| Written exercise |
Reproduce every line of the data below word for word, from the first line through the last.
━━ Raw records
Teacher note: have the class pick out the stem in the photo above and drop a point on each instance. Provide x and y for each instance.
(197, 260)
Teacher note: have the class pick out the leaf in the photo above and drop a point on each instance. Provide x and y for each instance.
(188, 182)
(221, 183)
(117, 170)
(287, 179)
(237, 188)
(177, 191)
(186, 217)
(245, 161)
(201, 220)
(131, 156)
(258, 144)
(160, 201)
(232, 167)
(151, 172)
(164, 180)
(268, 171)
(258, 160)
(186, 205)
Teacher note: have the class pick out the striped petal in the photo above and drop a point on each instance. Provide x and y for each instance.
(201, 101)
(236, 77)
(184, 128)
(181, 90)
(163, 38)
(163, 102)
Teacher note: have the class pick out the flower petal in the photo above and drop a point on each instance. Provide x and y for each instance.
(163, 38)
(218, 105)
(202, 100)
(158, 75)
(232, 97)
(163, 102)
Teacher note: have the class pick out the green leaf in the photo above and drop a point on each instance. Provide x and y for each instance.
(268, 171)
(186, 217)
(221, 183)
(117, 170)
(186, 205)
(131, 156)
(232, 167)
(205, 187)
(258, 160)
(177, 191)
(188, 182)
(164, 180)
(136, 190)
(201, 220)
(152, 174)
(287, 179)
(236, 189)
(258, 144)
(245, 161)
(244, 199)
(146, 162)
━━━━
| Answer in full |
Teacher note: have the class pick out the stem in the photo above and drop a point on each instance. Provide x and y for each instance.
(197, 260)
Teacher note: have the class pick out the leaf in the photo above and drop a point on each instance. Provide x and y for each instance.
(188, 182)
(221, 183)
(117, 170)
(287, 179)
(237, 188)
(177, 191)
(186, 217)
(245, 161)
(201, 220)
(131, 156)
(258, 144)
(160, 201)
(232, 167)
(151, 172)
(164, 180)
(268, 171)
(258, 160)
(186, 205)
Teacher note: have the class pick out the striped petal in the photo above and drop a point on each instance. Provide x and y for each instance.
(201, 101)
(236, 77)
(184, 128)
(181, 90)
(163, 38)
(163, 102)
Teacher note: have the class pick out the flower petal in the photo above and drop a point on each instance. Provide x and y for each instance.
(163, 38)
(218, 105)
(202, 100)
(158, 75)
(232, 97)
(163, 102)
Teacher note: have the class pick out the green leaf in the photo above and drop a point on each instance. Provide x and y for each instance.
(268, 171)
(186, 217)
(221, 183)
(117, 170)
(186, 205)
(131, 156)
(232, 167)
(205, 187)
(258, 160)
(177, 191)
(188, 182)
(164, 180)
(136, 190)
(201, 220)
(152, 174)
(287, 179)
(236, 189)
(258, 144)
(245, 161)
(244, 199)
(146, 162)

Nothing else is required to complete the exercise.